## [Task]
Please retype all of the entries that follow, leaving the images out.

## [Region pointing data]
****************

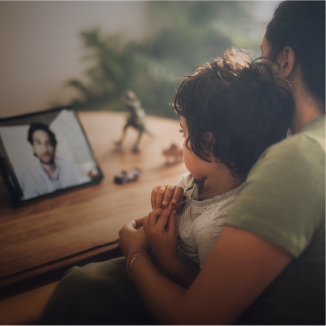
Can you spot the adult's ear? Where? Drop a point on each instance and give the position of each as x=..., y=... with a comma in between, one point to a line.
x=286, y=60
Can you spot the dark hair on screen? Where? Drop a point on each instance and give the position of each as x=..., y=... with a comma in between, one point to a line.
x=245, y=110
x=301, y=25
x=41, y=126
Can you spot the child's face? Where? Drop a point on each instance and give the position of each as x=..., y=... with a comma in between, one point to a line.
x=194, y=164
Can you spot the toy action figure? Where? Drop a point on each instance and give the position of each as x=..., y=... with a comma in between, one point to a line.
x=136, y=119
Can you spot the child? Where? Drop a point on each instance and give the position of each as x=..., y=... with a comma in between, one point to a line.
x=229, y=116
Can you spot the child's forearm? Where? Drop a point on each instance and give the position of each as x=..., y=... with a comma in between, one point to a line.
x=179, y=272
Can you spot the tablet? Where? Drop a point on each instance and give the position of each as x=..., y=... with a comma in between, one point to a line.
x=44, y=154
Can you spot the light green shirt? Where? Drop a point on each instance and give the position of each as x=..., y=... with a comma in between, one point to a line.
x=284, y=200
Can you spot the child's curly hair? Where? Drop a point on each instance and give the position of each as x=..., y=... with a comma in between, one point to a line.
x=245, y=110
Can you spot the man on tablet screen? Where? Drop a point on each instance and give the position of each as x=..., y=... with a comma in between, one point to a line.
x=49, y=173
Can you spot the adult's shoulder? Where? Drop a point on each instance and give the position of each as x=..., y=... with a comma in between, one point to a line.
x=301, y=153
x=283, y=197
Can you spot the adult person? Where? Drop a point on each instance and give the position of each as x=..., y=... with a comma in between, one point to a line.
x=49, y=173
x=269, y=265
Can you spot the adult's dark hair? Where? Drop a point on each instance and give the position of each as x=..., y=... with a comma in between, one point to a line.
x=301, y=24
x=41, y=126
x=245, y=110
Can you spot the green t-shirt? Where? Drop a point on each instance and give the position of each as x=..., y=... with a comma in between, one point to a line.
x=284, y=200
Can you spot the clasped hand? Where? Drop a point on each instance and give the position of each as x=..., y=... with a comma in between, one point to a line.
x=157, y=230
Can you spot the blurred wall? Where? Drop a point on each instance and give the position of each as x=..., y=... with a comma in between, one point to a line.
x=41, y=48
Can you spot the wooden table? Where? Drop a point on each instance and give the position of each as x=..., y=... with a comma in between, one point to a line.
x=57, y=232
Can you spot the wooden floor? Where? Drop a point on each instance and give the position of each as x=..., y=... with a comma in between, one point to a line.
x=154, y=171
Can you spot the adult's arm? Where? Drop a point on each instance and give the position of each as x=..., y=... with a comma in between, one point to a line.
x=239, y=268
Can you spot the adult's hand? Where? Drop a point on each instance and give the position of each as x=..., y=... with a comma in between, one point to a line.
x=132, y=236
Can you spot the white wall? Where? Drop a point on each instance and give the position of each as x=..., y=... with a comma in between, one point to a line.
x=41, y=48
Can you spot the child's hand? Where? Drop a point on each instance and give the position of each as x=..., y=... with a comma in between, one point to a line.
x=162, y=195
x=132, y=236
x=160, y=228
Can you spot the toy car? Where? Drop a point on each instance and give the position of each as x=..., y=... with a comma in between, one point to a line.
x=126, y=177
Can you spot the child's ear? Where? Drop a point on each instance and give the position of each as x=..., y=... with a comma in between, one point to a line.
x=209, y=137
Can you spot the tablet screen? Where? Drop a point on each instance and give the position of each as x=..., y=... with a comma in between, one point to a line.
x=45, y=153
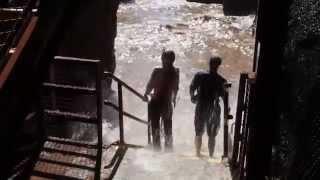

****************

## [Solution for this problem]
Can you spot the adult's ear? Where? Drop a point on each instance and give the position of each as x=..., y=... with a comma in between, one point to a line.
x=286, y=60
Can you spot the dark hair on screen? Where? Drop a point on each instance and give the position of each as x=..., y=... with a comma in between, one point to a line.
x=245, y=110
x=301, y=25
x=41, y=126
Can you spot the child's face? Where? Drop a point on each instance and give the position of each as x=..., y=... with a comma in between, one point to a line.
x=194, y=164
Can you spot the toy action figure? Where? Drop a point on each instance and give the position of each as x=..., y=... with a comma in between, one point to a line.
x=136, y=119
Can you spot the child? Where? Drop a point on each instance and give the position of each as x=..., y=... with a comma in between, one point to a line.
x=229, y=116
Can you spot the child's forearm? Where? Drop a point on each instance and give the position of each as x=..., y=... with a comma in between, one point to a line.
x=179, y=272
Can you spot the tablet? Where? Drop a point on each instance and give the position of each as x=..., y=... with a comma in between, one point to a line.
x=44, y=154
Can you spot the light green shirt? Where? Drop a point on each instance and give the position of each as x=..., y=... with a comma in between, one point to a line.
x=284, y=200
Can you spot the child's curly hair? Where? Drop a point on each instance and give the position of each as x=..., y=... with a comma in between, one point to a line.
x=245, y=110
Can you spot the man on tablet screen? Where? Drop a point on each instance and give the position of each as x=..., y=... with a comma in between, one point to a line.
x=49, y=173
Can you spot the adult's shoulder? Where? Drop a point on each instance and give the position of each as x=..., y=... with a comma in between, one point to a line.
x=301, y=153
x=283, y=197
Can you spot the adult person? Where? Drop a point on each instance and give the position of each as x=..., y=... with a comma in between, one point to a line.
x=49, y=173
x=269, y=265
Can you spot the adult's dark hair? Where? Drop a point on each instance and give the position of each as x=..., y=... with a comma in between, one point to a line.
x=301, y=24
x=41, y=126
x=245, y=110
Can you spot the green t-shirt? Where? Drop a point on each instance and give the position of each as x=..., y=... with a comma in between, one point to a line.
x=284, y=200
Can you spot the clasped hand? Where? Drop a point on each instance and give the position of each as x=..., y=... with a comma in between, one point to a line.
x=157, y=230
Can you spot the blurred wall? Where? Drop a point on each instance and give the position of each as x=..., y=... with a comma in between, one point to a line.
x=41, y=48
Can you spot the wooden table? Where? Drop a point on each instance and give the position of each as x=..., y=... with a comma in between, one point to a line.
x=57, y=232
Can you spot the wooden floor? Where? Drop a point on each instance and give the position of each as x=..., y=... with a comma in between, one point to a line.
x=154, y=171
Can you spot the adult's arm? Where? Drop a point on each instance and give the position of each as x=..., y=... with a comma in between, one point to a line.
x=239, y=268
Can you spot the adult's hand? Where? Drop a point on each instance and give the position of each as x=..., y=... with a comma in between, one point to a line.
x=132, y=236
Can you spot the white wall? Where? Drop a point on each instance and give the position of each as x=..., y=... with a comma in between, one point to a line.
x=41, y=48
Can you spot the child's hand? Where? Drop a point on each instance and give the position of each as x=..., y=... with a comma in between, one point to a line.
x=162, y=195
x=132, y=236
x=160, y=228
Can you spot the toy car? Where? Drop a point on each instance and give the position of each as x=..., y=... with a comma in between, one point to a line.
x=126, y=177
Can you spot the child's ear? Where? Drop a point on each instance and give the position of each as x=..., y=... with a comma in between, one point to a line.
x=209, y=137
Can you spot the tablet screen? Where? Drop a point on each instance and give the position of each as x=..., y=... with a comma in between, one point to a line.
x=45, y=153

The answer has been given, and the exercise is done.